> _Requirement_:
The response should consist of the records that follow, repeated exactly.

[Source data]
* * * * *

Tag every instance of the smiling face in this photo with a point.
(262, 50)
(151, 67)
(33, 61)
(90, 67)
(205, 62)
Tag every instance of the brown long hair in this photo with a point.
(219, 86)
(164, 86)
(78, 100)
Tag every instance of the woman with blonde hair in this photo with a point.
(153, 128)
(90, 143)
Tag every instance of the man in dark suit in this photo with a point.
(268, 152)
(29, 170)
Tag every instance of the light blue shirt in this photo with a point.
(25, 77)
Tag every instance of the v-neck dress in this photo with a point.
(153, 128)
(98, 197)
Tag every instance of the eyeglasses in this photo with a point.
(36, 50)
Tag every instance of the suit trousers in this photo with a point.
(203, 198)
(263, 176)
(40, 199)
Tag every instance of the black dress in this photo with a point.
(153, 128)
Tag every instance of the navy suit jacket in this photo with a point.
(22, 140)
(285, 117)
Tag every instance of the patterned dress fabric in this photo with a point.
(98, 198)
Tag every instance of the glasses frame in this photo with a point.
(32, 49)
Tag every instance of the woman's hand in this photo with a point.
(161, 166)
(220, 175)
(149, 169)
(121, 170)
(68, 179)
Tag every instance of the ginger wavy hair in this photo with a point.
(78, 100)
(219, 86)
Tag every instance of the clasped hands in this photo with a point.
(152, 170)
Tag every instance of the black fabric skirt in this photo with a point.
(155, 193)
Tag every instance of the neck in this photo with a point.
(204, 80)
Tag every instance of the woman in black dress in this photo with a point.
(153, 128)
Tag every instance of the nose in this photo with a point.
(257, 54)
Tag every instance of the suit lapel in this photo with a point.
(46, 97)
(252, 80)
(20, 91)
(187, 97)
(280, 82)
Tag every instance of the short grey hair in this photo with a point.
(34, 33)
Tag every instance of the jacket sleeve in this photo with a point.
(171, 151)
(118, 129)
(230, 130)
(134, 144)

* * * * *

> _Final answer_:
Tag every instance of the smiling face in this photo with a point.
(262, 50)
(151, 67)
(33, 61)
(90, 67)
(205, 62)
Tag every instance of the brown long hair in this photo with a point.
(219, 86)
(164, 86)
(78, 100)
Tag every instance of the woman with blonde hair in this photo with a point.
(153, 128)
(90, 143)
Tag every instance of the man in dark suit in this photo with a point.
(268, 152)
(29, 170)
Tag every instance of the light blue shirt in this photo with a point.
(25, 77)
Tag every instance of the v-neck dress in this photo with a point.
(153, 128)
(98, 197)
Tag every instance of the eyeglasses in this photo with a point.
(36, 50)
Tag every instance of the suit trousers in this photo with a point.
(203, 198)
(263, 176)
(40, 199)
Tag every instance of the black dress in this photo with a point.
(153, 128)
Tag every instance of the navy suit jacket in this photo with a point.
(22, 140)
(285, 117)
Tag every instance of the patterned dress fabric in this photo with a point.
(98, 198)
Tag every instance of the glasses frame in this photo with a point.
(32, 49)
Tag every instance of the woman's hand in this photo with a point.
(161, 166)
(220, 175)
(149, 169)
(121, 170)
(68, 179)
Tag every instance of the ginger wavy hair in this photo with a point.
(78, 100)
(219, 86)
Tag every instance of the clasped hands in this photo with a point.
(152, 170)
Tag every instance of the black fabric skirt in this photo with a point.
(155, 193)
Tag every instance of the neck in this photo with a point.
(204, 80)
Tag every instance of the woman in black dress in this photo with a point.
(153, 128)
Tag every instance of the nose in this photo with a point.
(257, 54)
Tag every instance of the suit lapel in this photo with a point.
(46, 97)
(252, 80)
(20, 91)
(187, 97)
(280, 82)
Tag every instance of the short grey hair in this photo with a point.
(34, 33)
Tag every instance of the jacket sleeve in this photo with a point.
(171, 151)
(118, 129)
(230, 130)
(134, 144)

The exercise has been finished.